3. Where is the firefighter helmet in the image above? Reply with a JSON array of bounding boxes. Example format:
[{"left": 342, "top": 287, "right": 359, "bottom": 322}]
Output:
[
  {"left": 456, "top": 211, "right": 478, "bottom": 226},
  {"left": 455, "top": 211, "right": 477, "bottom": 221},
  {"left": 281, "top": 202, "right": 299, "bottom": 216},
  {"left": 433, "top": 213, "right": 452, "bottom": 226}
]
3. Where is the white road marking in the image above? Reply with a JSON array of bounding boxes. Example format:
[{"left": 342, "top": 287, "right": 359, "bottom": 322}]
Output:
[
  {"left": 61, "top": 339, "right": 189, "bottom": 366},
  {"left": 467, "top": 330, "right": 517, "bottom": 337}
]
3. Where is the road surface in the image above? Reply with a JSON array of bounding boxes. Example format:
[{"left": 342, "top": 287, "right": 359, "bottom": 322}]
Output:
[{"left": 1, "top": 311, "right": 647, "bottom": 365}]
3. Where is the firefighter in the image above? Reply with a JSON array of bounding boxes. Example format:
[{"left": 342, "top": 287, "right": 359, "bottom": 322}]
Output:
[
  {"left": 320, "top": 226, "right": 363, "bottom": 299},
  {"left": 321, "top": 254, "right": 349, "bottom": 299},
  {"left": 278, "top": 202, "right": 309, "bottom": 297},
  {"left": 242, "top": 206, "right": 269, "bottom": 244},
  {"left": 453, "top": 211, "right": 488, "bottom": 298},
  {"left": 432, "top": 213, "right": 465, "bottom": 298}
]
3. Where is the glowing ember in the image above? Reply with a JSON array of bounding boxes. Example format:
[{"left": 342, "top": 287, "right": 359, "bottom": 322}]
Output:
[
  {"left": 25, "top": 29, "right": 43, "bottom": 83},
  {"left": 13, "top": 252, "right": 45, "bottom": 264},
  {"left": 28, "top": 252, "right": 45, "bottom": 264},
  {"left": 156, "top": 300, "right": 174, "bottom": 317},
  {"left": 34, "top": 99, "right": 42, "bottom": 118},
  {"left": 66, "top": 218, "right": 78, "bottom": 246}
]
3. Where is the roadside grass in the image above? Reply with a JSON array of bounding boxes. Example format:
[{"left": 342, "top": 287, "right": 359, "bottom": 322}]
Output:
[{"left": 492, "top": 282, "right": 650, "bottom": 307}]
--------------------------------------------------
--- Directions for this task ---
Write every line of the material out again exactly.

--- Written answer ---
3. Where is the firefighter helmet in the image above? Reply with a JSON array of bounding boxes. Example format:
[{"left": 342, "top": 287, "right": 359, "bottom": 322}]
Output:
[
  {"left": 456, "top": 211, "right": 478, "bottom": 226},
  {"left": 455, "top": 211, "right": 477, "bottom": 221},
  {"left": 281, "top": 202, "right": 299, "bottom": 216},
  {"left": 433, "top": 213, "right": 452, "bottom": 226}
]
3. Where is the white road marking in the image above? Reply with a JSON array of bounding boxes. Example format:
[{"left": 342, "top": 287, "right": 359, "bottom": 322}]
Output:
[
  {"left": 61, "top": 339, "right": 189, "bottom": 366},
  {"left": 467, "top": 330, "right": 517, "bottom": 337}
]
3. Where is the road surface in the image above? Reply with a JSON array of bounding boxes. Example format:
[{"left": 342, "top": 287, "right": 359, "bottom": 322}]
Output:
[{"left": 1, "top": 311, "right": 647, "bottom": 365}]
3. Where is the firefighter in the image above? Reply with a JSON array of bounding boxes. Example format:
[{"left": 342, "top": 287, "right": 359, "bottom": 322}]
Output:
[
  {"left": 320, "top": 226, "right": 363, "bottom": 299},
  {"left": 321, "top": 254, "right": 349, "bottom": 299},
  {"left": 278, "top": 202, "right": 309, "bottom": 297},
  {"left": 242, "top": 206, "right": 269, "bottom": 244},
  {"left": 453, "top": 211, "right": 488, "bottom": 298},
  {"left": 432, "top": 213, "right": 465, "bottom": 298}
]
3. Where is the glowing ember in the image above? Reply with a JSON array of bounding boxes. Example format:
[{"left": 342, "top": 287, "right": 359, "bottom": 322}]
Output:
[
  {"left": 25, "top": 29, "right": 43, "bottom": 83},
  {"left": 13, "top": 252, "right": 45, "bottom": 264},
  {"left": 28, "top": 252, "right": 45, "bottom": 264},
  {"left": 156, "top": 300, "right": 174, "bottom": 317},
  {"left": 34, "top": 99, "right": 42, "bottom": 118},
  {"left": 66, "top": 218, "right": 78, "bottom": 246}
]
3. Where is the roadside grass in the image above? Reply with a JSON array of bounding boxes. Example format:
[{"left": 342, "top": 287, "right": 359, "bottom": 322}]
Output:
[{"left": 492, "top": 282, "right": 650, "bottom": 307}]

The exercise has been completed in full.